Copy out all the entries word for word.

= DATASET EXCERPTS =
━━━
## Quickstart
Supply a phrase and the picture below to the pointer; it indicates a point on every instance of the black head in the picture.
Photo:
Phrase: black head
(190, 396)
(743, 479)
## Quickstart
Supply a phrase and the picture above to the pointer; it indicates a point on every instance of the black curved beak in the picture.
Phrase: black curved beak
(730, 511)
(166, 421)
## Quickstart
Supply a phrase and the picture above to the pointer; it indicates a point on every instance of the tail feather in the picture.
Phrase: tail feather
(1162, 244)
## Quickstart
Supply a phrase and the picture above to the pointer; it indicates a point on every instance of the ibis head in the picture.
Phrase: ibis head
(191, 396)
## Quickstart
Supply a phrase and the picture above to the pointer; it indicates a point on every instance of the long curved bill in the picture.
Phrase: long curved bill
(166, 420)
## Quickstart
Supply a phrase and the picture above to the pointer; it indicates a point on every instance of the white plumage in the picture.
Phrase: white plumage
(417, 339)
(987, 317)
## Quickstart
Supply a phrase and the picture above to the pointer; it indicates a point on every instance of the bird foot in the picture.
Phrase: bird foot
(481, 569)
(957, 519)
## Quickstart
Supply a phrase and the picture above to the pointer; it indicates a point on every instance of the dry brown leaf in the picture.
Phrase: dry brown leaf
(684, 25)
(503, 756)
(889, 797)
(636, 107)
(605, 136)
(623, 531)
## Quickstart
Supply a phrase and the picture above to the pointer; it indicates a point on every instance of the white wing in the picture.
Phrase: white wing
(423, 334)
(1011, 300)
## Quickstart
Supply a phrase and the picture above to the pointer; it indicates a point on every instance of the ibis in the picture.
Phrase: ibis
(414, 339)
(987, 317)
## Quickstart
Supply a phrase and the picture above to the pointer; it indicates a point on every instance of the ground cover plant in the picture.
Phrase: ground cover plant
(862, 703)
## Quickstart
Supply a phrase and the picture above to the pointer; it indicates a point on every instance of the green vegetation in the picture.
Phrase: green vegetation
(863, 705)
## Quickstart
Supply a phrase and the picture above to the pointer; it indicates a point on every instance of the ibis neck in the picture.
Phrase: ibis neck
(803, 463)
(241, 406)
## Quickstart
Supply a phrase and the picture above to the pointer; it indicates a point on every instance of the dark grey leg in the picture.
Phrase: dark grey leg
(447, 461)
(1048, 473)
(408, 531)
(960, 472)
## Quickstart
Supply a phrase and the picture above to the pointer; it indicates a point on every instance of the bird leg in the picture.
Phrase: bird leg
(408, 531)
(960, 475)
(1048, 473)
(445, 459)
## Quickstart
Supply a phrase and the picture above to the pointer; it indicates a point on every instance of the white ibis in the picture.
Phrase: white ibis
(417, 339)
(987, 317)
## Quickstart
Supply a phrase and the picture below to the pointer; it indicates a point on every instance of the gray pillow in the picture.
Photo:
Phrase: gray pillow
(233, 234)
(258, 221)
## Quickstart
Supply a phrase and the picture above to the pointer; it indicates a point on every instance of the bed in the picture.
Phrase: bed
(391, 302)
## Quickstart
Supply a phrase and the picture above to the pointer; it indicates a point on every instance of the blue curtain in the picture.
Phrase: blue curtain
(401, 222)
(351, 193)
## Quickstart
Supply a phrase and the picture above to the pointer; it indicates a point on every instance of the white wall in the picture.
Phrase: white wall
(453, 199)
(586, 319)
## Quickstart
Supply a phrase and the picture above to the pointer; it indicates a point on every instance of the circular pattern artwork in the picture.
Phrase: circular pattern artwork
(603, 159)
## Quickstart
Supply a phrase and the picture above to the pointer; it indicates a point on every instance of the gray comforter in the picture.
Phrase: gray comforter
━━━
= PROBLEM SOLUTION =
## Quickstart
Supply a phrase and the picture below to the pointer; it indicates a point on every instance of the black head in the picture.
Photo:
Phrase: black head
(190, 396)
(743, 479)
## Quickstart
Supply a phrase and the picture above to the pointer; it indicates a point on every instance of the black curved beak in the picture.
Phrase: black curved beak
(730, 511)
(166, 421)
## Quickstart
Supply a phrase and the picture above to the pointer; it indicates a point on every instance of the tail feather in the picture.
Phrase: tail feather
(1162, 244)
## Quickstart
Supply a phrase and the picture above to the pointer; it indicates a point on every instance of the ibis head in the picture.
Phrase: ibis head
(191, 396)
## Quickstart
Supply a phrase and the picture above to the pointer; it indicates a point on every instance of the long curved bill in the picture.
Phrase: long curved bill
(166, 420)
## Quickstart
Supply a phrase and the picture above to the pointer; it indicates a point on every instance of the white plumage in the picture.
Phrase: white plumage
(417, 339)
(987, 317)
## Quickstart
Supply a phrase and the picture above to the pointer; it indicates a point on every instance of the bird foot in the picture.
Phrase: bird foot
(481, 569)
(957, 519)
## Quickstart
Supply a phrase and the picture above to the pointer; it indicates a point on every instance of the dry brown leaf in the picture.
Phrase: dry brown leaf
(684, 25)
(503, 756)
(889, 797)
(636, 107)
(605, 136)
(623, 531)
## Quickstart
Supply a phrase and the picture above to the pointer; it indicates a point on every instance of the white wing in the picture.
Phrase: white wing
(423, 334)
(1011, 300)
## Quickstart
Supply a phrase and the picture above to the pointer; it indicates a point on every instance of the ibis in the picture.
Phrase: ibis
(414, 339)
(987, 317)
## Quickstart
Supply a phrase and the picture above to the pointer; it indicates a point on every instance of the ground cover plant in the picture.
Phrase: ground cover plant
(862, 703)
## Quickstart
Supply a phrase and the picture above to the pointer; it indicates a point on every instance of the green vegetation in the picture.
Phrase: green vegetation
(863, 705)
## Quickstart
Supply a phrase and the picture above to the pointer; it indicates a point on every instance of the ibis neck in the picture.
Phrase: ibis neck
(803, 463)
(241, 406)
## Quickstart
Supply a phrase and the picture above to the pointer; it indicates a point on every instance of the dark grey leg in the picture.
Phrase: dark grey leg
(447, 461)
(1048, 473)
(408, 531)
(960, 472)
## Quickstart
Supply a phrase and the picture above to the pointer; it indicates a point on every instance of the bird leg in the picture.
Phrase: bird leg
(408, 531)
(960, 475)
(1048, 473)
(445, 459)
## Quickstart
Supply a phrase and the picture above to the pointer; it indicates a point on every instance of the white ibis in the picture.
Phrase: white ibis
(417, 339)
(987, 317)
## Quickstart
Supply a phrase and the picture below to the pointer; it indicates a point on every instance of the gray pillow in the picture.
Photo:
Phrase: gray pillow
(233, 234)
(258, 221)
## Quickstart
Supply a phrase and the picture above to the pointer; it indicates a point on every instance of the bed in the picture.
Phrase: bed
(391, 302)
## Quickstart
Supply a phrase and the picture above to the pointer; it indicates a point on every instance of the blue curtain in the picture.
Phrase: blue curtain
(401, 222)
(351, 193)
## Quickstart
Supply a phrase and the picture above to the pointer; it indicates a point on every instance of the white wall in the picture.
Phrase: white wall
(453, 199)
(586, 319)
## Quickstart
Supply a phrase and the picture above to the pointer; it indicates a point on every instance of the circular pattern artwork in the picture.
Phrase: circular pattern artwork
(603, 159)
## Quickstart
Supply a phrase and the picture above to the pointer; it indicates a point on every instance of the gray comforter in the picture.
Phrase: gray comforter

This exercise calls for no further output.